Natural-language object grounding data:
--- START ---

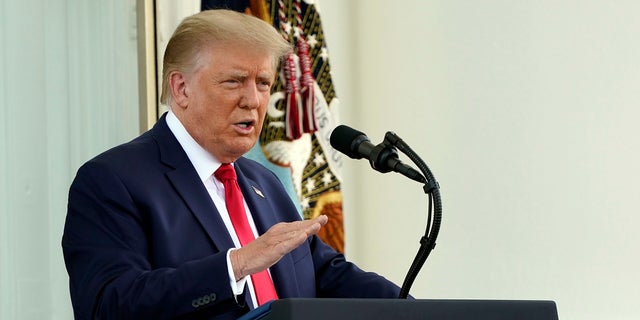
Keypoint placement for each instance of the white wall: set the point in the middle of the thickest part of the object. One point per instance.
(527, 114)
(68, 90)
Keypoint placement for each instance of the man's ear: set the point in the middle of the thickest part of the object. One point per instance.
(178, 84)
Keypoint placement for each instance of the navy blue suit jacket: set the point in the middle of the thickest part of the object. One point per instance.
(143, 239)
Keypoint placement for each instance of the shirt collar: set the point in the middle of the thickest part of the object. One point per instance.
(204, 163)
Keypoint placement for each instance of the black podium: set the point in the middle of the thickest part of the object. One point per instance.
(397, 309)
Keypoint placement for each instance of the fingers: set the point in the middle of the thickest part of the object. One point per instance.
(269, 248)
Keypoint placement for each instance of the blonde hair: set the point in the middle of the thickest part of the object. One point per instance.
(203, 29)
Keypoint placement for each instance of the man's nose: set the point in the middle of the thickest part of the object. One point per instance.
(251, 96)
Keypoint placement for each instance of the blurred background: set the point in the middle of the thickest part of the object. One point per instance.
(526, 112)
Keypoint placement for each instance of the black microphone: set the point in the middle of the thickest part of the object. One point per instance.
(383, 157)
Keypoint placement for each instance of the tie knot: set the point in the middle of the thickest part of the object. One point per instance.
(225, 172)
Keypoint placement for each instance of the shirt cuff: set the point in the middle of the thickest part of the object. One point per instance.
(237, 287)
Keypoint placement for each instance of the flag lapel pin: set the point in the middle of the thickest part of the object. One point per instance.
(257, 191)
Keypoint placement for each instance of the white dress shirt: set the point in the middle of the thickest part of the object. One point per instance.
(205, 165)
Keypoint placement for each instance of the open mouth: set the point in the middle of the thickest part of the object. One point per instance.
(245, 124)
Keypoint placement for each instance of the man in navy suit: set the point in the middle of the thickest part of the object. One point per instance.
(147, 234)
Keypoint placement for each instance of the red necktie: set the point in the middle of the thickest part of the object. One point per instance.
(262, 284)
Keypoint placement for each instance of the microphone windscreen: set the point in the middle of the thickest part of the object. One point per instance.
(342, 139)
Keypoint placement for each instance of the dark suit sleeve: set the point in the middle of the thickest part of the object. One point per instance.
(338, 278)
(108, 256)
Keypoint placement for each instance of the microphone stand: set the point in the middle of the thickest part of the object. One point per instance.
(432, 189)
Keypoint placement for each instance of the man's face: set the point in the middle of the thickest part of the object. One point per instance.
(225, 99)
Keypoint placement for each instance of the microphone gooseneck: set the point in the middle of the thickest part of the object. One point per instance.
(384, 158)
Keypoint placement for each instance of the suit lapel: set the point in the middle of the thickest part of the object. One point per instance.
(186, 182)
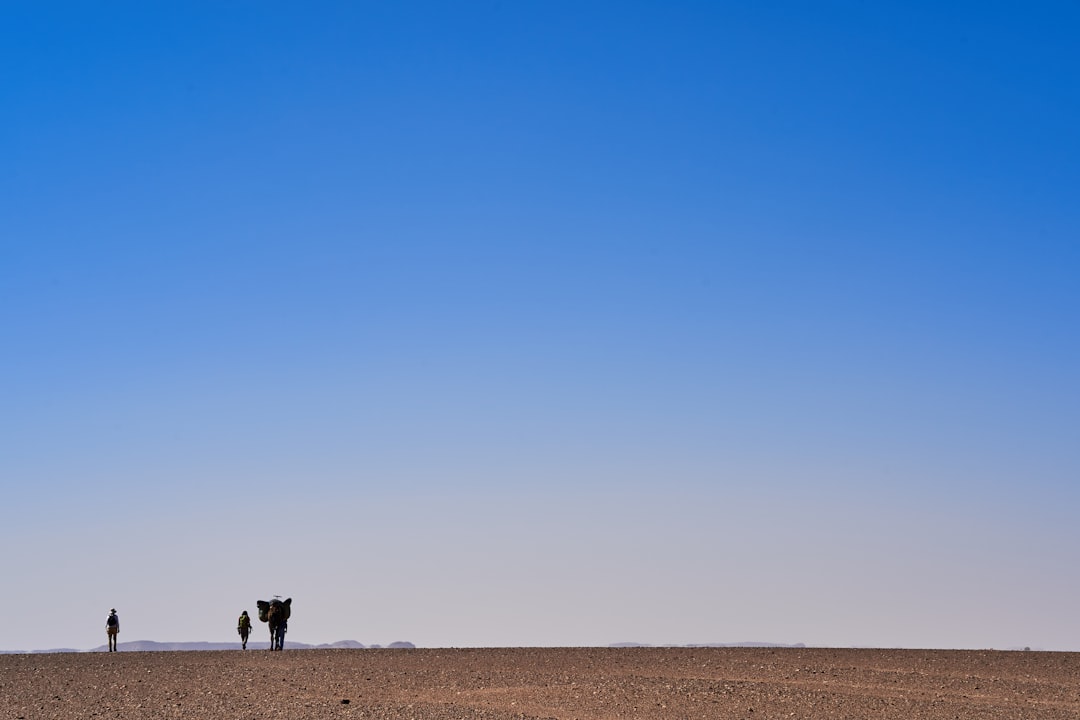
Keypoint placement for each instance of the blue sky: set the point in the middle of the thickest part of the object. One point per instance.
(541, 324)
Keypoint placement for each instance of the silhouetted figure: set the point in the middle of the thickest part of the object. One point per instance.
(275, 613)
(244, 627)
(112, 628)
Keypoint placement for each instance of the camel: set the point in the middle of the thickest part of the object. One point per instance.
(275, 613)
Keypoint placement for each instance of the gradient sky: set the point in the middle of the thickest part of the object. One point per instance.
(541, 323)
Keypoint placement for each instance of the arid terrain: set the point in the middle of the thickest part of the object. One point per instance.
(754, 683)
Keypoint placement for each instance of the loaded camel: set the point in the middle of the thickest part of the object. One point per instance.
(275, 614)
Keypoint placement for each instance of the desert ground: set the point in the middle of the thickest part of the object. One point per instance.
(754, 683)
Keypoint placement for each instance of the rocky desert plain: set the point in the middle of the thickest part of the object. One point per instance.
(754, 683)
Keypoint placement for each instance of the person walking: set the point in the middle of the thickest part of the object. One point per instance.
(244, 627)
(112, 628)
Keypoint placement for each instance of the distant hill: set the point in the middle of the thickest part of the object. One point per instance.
(711, 644)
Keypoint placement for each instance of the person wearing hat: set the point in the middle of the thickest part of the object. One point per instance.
(112, 628)
(244, 627)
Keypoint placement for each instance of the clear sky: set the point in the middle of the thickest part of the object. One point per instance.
(549, 323)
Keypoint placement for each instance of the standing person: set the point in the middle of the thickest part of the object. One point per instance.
(112, 628)
(244, 627)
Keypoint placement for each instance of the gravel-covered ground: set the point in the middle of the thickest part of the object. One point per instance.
(512, 683)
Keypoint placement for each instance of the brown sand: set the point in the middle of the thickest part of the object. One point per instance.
(754, 683)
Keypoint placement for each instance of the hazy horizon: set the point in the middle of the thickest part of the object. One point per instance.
(541, 324)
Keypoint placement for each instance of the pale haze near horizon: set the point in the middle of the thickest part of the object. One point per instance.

--- END ---

* Problem requirements *
A word-for-word copy of all the data, without pictures, is the expected output.

* Result *
Keypoint placement for each instance of the white wall: set the point in the middle of the thickest part of the object. One point per instance.
(527, 114)
(68, 90)
Keypoint placement for each instance of the man's ear: set the point in the middle of the thickest part of the object. One point per instance.
(178, 84)
Keypoint placement for each instance of the navy blue suit jacket: set the point in the middle of the thickest part of the object. One point per instance.
(143, 239)
Keypoint placement for each instance of the shirt collar: set the point in the middle of the thickest part of the object. One point per instance.
(204, 163)
Keypoint placement for each instance of the black podium: set the point in the middle of the thickest part of the object. One point per instance.
(397, 309)
Keypoint placement for each instance of the fingers: set the point in the middle of the thickest part of the object. One point per instance.
(269, 248)
Keypoint placement for each instance of the blonde hair: set the point in the middle of the thickest part of the object. One point per instance.
(203, 29)
Keypoint placement for each instance of the man's nose: set the point in the middle of the thickest part of the object. One point per instance.
(251, 96)
Keypoint placement for each instance of the blurred background: set the point in the middle of the thickest part of the object. One point per instance.
(526, 112)
Keypoint placement for each instance of the black microphone: set the point in the middle of the thickest part of the object. One point per instance.
(383, 157)
Keypoint placement for each instance of the tie knot: set the point in the middle of the thickest part of the object. One point per instance.
(225, 172)
Keypoint placement for each instance of the shirt cuff: set the point in the middle of the thickest part of the object. One point per instance.
(237, 287)
Keypoint placement for each instance of the flag lapel pin: set the point in the middle of the thickest part of the object. One point per instance.
(257, 191)
Keypoint placement for each instance of the white dress shirt: set the point in the middle of the thickest part of the object. One point per instance.
(205, 165)
Keypoint placement for each instance of the open mouth: set the point in the middle of the thickest part of the object. One point per instance.
(245, 124)
Keypoint placement for each instance of the man in navy suit: set the point in the middle of the thickest part of the object. One point per instance.
(147, 234)
Keypoint placement for each instance of the red necktie: set the point in the middle of the thickest part of the object. One point per instance.
(262, 284)
Keypoint placement for each instance of the microphone windscreen: set the point in the middle of the thickest part of the object. One point per instance.
(342, 139)
Keypoint placement for each instance of the dark suit sleeve: set the point in the middle of the thickest part of the object. One point per instance.
(338, 278)
(108, 256)
Keypoint placement for each instance of the microphone stand: set the point in the middle of the thickest part of the object. One point per instance.
(432, 189)
Keypoint placement for each instance of the man's face: set the point in the middle of the thickest part of the object. One point per instance.
(225, 99)
Keypoint placement for each instance of the microphone gooseneck: set the point in the middle of the thickest part of the object. One point per instance.
(384, 158)
Keypoint placement for each instance of the suit lapel: set the point in the middle of the thickest part of the object. One point per instance.
(186, 182)
Keypoint placement for each instance of the blue sky: set the point in the middle of the thickest part of the object. One point per instance.
(541, 324)
Keypoint placement for each instance of the silhouetted figure: set the point in the middle of the thickest part of the object. One point per instance.
(275, 613)
(244, 627)
(112, 628)
Keypoint placement for each instance of the camel: set the point in the middle of the thickest part of the object. One point per instance.
(275, 613)
Keypoint placement for each instance of the gradient sky: set the point in the middle of the thickest part of the object. One point per instance.
(541, 323)
Keypoint placement for each instance of the arid terrain: set the point in the middle of the thickest part of the object. One point per instance.
(754, 683)
Keypoint placement for each instance of the loaded camel: set the point in the middle of the thickest part of the object. One point per instance.
(275, 614)
Keypoint placement for each instance of the desert ground: set the point in the middle of the thickest part of the object. One point per instance.
(754, 683)
Keypoint placement for each instance of the rocky desert plain: set the point in the middle of the thickest part of the object. One point per instance.
(754, 683)
Keypoint placement for each instance of the person walking: set the point in the middle of the thickest part of the object. One point per instance.
(244, 627)
(112, 628)
Keypoint placement for each instance of the distant hill: set the point in the middle of the thickest part of the object. One point per instance.
(711, 644)
Keypoint placement for each instance of the person wearing hat: set the point in the middle of the thickest part of the object. One point per instance.
(112, 628)
(244, 627)
Keypoint placement for each instance of the clear sky: set the point in the middle of the thickest part of the object. One point per instance.
(549, 323)
Keypoint placement for each instance of the standing person: set the point in the middle of the thickest part of the object. One point per instance.
(112, 628)
(244, 627)
Keypoint placement for each instance of the gravel-covered ground: set the point in the middle of the thickest part of the object. One point per instance.
(512, 683)
Keypoint placement for each instance of the brown sand: set the point in the middle of the thickest part of the object. One point per instance.
(754, 683)
Keypoint placement for each instance of the hazy horizon: set the point in the middle of the thickest part of the object. One point per instance.
(541, 324)
Keypoint placement for each instance of the pale haze near horizon: set the point in the middle of the thickest part of the object. One point per instance.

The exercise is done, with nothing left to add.